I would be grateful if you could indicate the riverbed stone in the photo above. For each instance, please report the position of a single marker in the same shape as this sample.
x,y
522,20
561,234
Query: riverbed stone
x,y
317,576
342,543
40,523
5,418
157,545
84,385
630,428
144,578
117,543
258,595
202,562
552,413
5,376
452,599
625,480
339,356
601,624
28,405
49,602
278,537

···

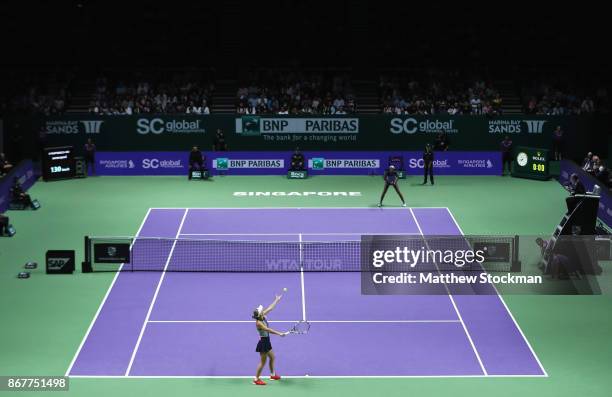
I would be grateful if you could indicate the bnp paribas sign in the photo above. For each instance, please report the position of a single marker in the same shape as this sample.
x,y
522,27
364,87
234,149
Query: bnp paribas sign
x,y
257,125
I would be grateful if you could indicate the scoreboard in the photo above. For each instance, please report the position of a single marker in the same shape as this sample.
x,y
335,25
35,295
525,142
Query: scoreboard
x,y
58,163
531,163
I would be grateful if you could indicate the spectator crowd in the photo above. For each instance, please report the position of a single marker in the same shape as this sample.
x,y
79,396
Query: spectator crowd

···

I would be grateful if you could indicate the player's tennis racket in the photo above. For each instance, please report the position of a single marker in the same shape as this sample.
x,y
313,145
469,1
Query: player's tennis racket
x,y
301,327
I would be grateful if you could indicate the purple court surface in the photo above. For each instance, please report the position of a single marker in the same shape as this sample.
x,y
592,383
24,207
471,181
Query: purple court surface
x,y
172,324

···

Problem statement: How many lines of the listing above contain the string "purple"? Case counts. Reply with the number only.

Result for this exercise: 2